■ JOB
Print each line of the listing once more, precisely as given.

■ PROVIDED RECORDS
+ + +

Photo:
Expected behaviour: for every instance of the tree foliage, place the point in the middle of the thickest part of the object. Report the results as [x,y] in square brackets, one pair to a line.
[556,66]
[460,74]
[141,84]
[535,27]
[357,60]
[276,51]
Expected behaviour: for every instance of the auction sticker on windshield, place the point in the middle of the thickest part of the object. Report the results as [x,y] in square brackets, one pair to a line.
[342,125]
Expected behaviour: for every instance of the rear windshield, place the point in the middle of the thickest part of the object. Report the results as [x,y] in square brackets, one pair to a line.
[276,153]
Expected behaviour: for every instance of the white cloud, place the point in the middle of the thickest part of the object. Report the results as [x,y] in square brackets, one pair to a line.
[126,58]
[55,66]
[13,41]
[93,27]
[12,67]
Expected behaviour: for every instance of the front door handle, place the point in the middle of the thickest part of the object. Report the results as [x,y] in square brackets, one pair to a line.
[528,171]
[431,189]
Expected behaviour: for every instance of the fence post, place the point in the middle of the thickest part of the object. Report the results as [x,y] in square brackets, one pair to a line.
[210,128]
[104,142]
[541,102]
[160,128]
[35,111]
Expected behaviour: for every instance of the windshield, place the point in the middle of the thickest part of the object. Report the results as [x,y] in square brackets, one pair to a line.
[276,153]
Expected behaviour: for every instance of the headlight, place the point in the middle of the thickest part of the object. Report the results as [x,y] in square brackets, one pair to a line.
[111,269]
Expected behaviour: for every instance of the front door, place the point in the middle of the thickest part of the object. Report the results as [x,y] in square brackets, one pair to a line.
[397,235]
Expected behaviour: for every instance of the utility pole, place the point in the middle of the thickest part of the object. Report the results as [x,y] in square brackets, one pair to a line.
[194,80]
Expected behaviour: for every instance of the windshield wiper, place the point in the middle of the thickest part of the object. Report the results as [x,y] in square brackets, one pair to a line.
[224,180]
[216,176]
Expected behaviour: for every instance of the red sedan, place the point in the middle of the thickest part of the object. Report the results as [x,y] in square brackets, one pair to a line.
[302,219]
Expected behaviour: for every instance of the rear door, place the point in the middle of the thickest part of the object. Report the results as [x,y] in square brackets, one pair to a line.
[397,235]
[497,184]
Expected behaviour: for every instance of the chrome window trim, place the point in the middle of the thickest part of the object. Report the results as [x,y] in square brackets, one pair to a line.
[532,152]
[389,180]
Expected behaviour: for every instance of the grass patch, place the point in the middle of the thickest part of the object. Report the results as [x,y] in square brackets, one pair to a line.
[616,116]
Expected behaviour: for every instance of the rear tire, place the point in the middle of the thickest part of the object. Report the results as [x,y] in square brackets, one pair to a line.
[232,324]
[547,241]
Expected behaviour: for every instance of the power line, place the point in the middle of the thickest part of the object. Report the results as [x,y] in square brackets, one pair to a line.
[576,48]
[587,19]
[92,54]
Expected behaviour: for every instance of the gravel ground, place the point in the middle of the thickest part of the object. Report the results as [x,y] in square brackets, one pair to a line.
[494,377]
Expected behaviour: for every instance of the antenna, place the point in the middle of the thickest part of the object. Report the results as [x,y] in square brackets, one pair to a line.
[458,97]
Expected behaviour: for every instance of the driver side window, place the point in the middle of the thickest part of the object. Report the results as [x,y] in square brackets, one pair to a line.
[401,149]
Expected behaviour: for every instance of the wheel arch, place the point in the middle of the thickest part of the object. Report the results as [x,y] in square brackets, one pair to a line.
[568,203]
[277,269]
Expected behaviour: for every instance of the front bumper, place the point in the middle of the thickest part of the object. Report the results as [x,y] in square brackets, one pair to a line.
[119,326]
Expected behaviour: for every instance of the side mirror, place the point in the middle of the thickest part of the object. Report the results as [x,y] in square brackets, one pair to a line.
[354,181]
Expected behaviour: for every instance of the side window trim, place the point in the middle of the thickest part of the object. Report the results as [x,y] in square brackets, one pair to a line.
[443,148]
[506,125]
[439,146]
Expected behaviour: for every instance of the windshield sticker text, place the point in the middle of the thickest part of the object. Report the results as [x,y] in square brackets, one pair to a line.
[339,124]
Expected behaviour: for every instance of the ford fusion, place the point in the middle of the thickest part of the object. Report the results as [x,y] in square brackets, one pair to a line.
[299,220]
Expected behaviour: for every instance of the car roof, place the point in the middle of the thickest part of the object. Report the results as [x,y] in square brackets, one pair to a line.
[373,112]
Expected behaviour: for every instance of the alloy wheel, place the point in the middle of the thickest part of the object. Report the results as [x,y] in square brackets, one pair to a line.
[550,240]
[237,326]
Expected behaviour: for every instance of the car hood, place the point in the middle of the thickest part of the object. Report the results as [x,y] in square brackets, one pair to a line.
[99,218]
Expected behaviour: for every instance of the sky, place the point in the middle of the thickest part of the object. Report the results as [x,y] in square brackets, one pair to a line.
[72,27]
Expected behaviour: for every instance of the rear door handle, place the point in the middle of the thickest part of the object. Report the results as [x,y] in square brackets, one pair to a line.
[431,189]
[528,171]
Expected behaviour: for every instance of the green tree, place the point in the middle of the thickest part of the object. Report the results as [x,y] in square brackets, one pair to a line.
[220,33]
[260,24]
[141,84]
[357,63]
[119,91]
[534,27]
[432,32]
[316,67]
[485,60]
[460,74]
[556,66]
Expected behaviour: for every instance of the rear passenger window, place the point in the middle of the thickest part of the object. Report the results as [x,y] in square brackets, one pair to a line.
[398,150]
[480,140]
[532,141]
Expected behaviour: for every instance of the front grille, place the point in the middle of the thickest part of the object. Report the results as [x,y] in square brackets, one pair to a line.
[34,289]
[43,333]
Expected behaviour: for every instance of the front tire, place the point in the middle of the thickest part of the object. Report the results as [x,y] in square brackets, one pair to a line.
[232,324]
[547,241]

+ + +

■ COMPLETE RESPONSE
Photo:
Expected behaviour: for every instance of the tree foliage, place the point in the middle of the thickest part of the object. Report the results as [x,y] in square brackets, one pair to a line.
[556,66]
[460,74]
[141,84]
[535,27]
[357,60]
[276,51]
Expected behaviour: for every instance of the auction sticker on windshield, place the point in the middle of the thickest part of the object. Report the results as [x,y] in square brackets, one pair to a line.
[342,125]
Expected behaviour: for every instance of the rear windshield, place the point in the middle of the thickest part of the object. Report the results as [x,y] in square brackets, one pair to a line.
[276,153]
Expected behaviour: for every instance of the white cloud, place the point in the middle of the thickest part of the object. Report the results as [x,y] in square brackets, one pair to a line.
[126,58]
[55,66]
[13,41]
[93,27]
[12,67]
Expected behaviour: for every instance of the front door handle, place the point in the middle of the thickest part of the object. Report the results as [x,y] in square brackets, one pair to a line.
[528,171]
[431,189]
Expected behaviour: for every instance of the fence post, place the point in the middle of the thickest part of the object. Report the results as [x,y] in square brackets, one pair to a line.
[210,128]
[104,142]
[541,102]
[160,128]
[35,111]
Expected behaviour: for every instance of the windshield, place the point in the middle of the thickest part of the object. Report the results as [x,y] in square brackets, one pair to a line.
[276,153]
Expected behaviour: for every instance of the headlight, place the point in the middle of the thickest part of the object. Report the results as [x,y] in square brackets, one pair to a line.
[111,269]
Expected behaviour: for every instance of the front door, place the point in the middle of the thickest part of the object. Report the results as [x,y] in square brackets, one pair to a line.
[397,235]
Expected behaviour: for every instance of the utility pole, place the point in the middle of the thickest part of the object. Report the results as [x,y] in square brackets, one pair to a line.
[194,80]
Expected behaviour: for every instance of the windshield wiper, place the point in the middle of the thickest part of the object. Report the results as [x,y] in square brackets, one pair to a line.
[224,180]
[216,176]
Expected behaviour: for every instance of the red sedan, place the point in the middle of the thickest part of the object. Report the results as [x,y] in square brackets, one pair to a line.
[302,219]
Expected behaviour: for every instance of the rear door, place the point in the middle of the thickest part of the object. Report the results as [x,y] in square brackets, one pair to a line.
[397,235]
[497,184]
Expected behaviour: for every instance of the chrome window trim, place the point in the middle of the thickest part of the object. Report the results as [x,y] in square brackets, one pair to a line.
[532,152]
[389,180]
Expected behaviour: for every instance of the grass patch, place the point in the middle of the thickest part of the object. Report the results as [x,y] in square brackets, one pair to a line.
[616,116]
Expected behaviour: for every instance of the rear tire, place the point in the middle of the thickest part of the object. Report the results as [x,y] in square brackets, one pair to a line.
[232,324]
[547,241]
Expected behaviour: for every instance of the power line, place the point in the middle of the thickest part of the object. Report the results as [x,y] in square brackets, one pair to a line.
[576,48]
[587,19]
[92,54]
Expected behaviour: for every instance of the gravel ground, place the point in the middle of the thickest part of the object. Report the results as [x,y] in square brackets, one pair to a line.
[494,377]
Expected behaviour: for every instance of the antenna, place the point in the middle of the thickest part of the object. Report the results as [x,y] in square brackets, one pair to a line.
[458,97]
Expected behaviour: for every instance of the driver side window, place the point in the middle of the thickest part of the object. Report the results as [x,y] in square brackets, one pair to a line.
[401,149]
Expected behaviour: for every instance of the wheel arch, place the point in the middle of the thickest part of the object. Report the results as [x,y] in square brackets, one pair to a line.
[568,203]
[277,269]
Expected behaviour: for every instance of the front bumper, place the point in the middle of the thickest part of the object. Report the results as [x,y] in square brackets, one pair to a line.
[119,326]
Expected behaviour: for every instance of the side mirror, place the point in the middle of the thickest part of the object. Report the results as [x,y] in square brackets, one pair to a line.
[354,181]
Expected behaviour: for every instance of the side window trim, place the point in the middle of the thickest part of the object. Report the results as [x,y] in square brackets, one pair to a line.
[443,148]
[506,125]
[439,146]
Expected behaviour: for every instance of the windshield sticker text, place the point in the middle of the thickest part of the object. Report the results as [x,y] in square brackets, one pair to a line.
[339,124]
Expected behaviour: for every instance of the ford fusion, place the point in the middle of the thickest part of the object. Report the results as [x,y] in square brackets, one pair to a line.
[299,220]
Expected behaviour: for every instance of the car roof, place the point in the middle of the thickest part of the object. Report the results as [x,y] in square brackets, one pair to a line.
[373,112]
Expected behaviour: for every instance of the alloy wheel, place the point in the middle of the thickest part of the object. Report the results as [x,y] in square brackets, one pair to a line.
[550,240]
[237,326]
Expected behaviour: for every instance of the car hood, place the point in the middle of the thickest part of the object. Report the results as [x,y] in square brackets, one pair to a line.
[99,218]
Expected behaviour: for every instance of the sky, place the point in the middle of the thickest part of the object. Report the results as [x,y] in square brackets, one pair to a line.
[72,27]
Expected behaviour: for every instance of the rear door handle, place the point in the middle of the thickest part of the object. Report the results as [x,y] in square brackets, one pair to a line.
[431,189]
[528,171]
Expected behaviour: for every instance of the green tree, place the point in the middle of the thickest part of the object. Report the results as [x,y] in square brackets, one pair to a line.
[220,33]
[260,24]
[141,84]
[357,63]
[119,91]
[534,27]
[432,32]
[316,67]
[485,60]
[460,74]
[556,66]
Expected behaviour: for every instance of the rear passenger window, place the point in the middle of the thickest part of the object. Report the results as [x,y] in square brackets, one pair to a line.
[398,150]
[480,140]
[532,141]
Expected behaviour: for every instance of the front grille, place the point in the middle of the thickest part of the object. Report the results as [x,y] in square brackets, one pair to a line.
[34,289]
[43,333]
Expected behaviour: for every instance of the front tire, place the point in the middle of the thickest part of the object. Report the results as [x,y] in square brackets, one pair to a line.
[232,324]
[547,241]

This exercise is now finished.